- Aim
Identify every line of the listing below that contains the word "dark", and copy each such line in full.
BEGIN Rows
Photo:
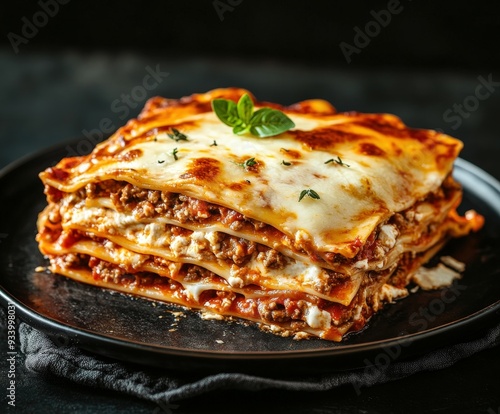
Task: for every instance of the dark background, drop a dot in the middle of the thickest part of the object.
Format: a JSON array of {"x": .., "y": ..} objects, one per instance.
[
  {"x": 418, "y": 61},
  {"x": 423, "y": 35}
]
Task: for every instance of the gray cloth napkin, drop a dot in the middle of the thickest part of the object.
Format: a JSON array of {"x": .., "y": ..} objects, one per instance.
[{"x": 163, "y": 387}]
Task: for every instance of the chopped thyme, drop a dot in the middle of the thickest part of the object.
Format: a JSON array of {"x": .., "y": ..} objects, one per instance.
[
  {"x": 177, "y": 136},
  {"x": 247, "y": 163},
  {"x": 337, "y": 161},
  {"x": 309, "y": 192}
]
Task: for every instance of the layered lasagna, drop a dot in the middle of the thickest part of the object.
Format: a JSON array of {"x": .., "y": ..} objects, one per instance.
[{"x": 306, "y": 233}]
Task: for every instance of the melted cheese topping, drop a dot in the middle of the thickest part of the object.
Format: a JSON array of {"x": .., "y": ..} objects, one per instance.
[{"x": 389, "y": 167}]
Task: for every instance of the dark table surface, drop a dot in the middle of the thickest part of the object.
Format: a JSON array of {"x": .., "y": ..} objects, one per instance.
[{"x": 52, "y": 98}]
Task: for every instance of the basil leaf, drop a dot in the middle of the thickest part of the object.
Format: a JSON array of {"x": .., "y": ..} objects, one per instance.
[
  {"x": 226, "y": 111},
  {"x": 267, "y": 122},
  {"x": 245, "y": 108},
  {"x": 240, "y": 129}
]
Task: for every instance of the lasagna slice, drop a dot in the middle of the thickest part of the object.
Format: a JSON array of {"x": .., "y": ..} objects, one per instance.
[{"x": 307, "y": 233}]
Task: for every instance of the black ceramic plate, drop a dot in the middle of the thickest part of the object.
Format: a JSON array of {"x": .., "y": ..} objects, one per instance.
[{"x": 147, "y": 332}]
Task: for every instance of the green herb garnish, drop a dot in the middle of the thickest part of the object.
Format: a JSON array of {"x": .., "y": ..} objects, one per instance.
[
  {"x": 265, "y": 122},
  {"x": 337, "y": 161},
  {"x": 310, "y": 193},
  {"x": 177, "y": 136},
  {"x": 174, "y": 153},
  {"x": 247, "y": 163}
]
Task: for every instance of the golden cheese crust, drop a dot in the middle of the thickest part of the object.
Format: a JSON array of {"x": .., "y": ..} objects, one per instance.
[{"x": 381, "y": 166}]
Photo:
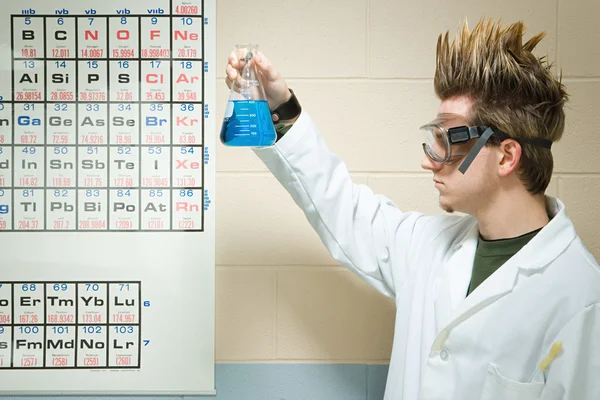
END Rows
- Expected answer
Task: for every instance of the dark background, drop a dot in the middle of the thickest part of the object.
Task: for every instance of the dark table surface, drop a dot in the middle of the thickest part of the object.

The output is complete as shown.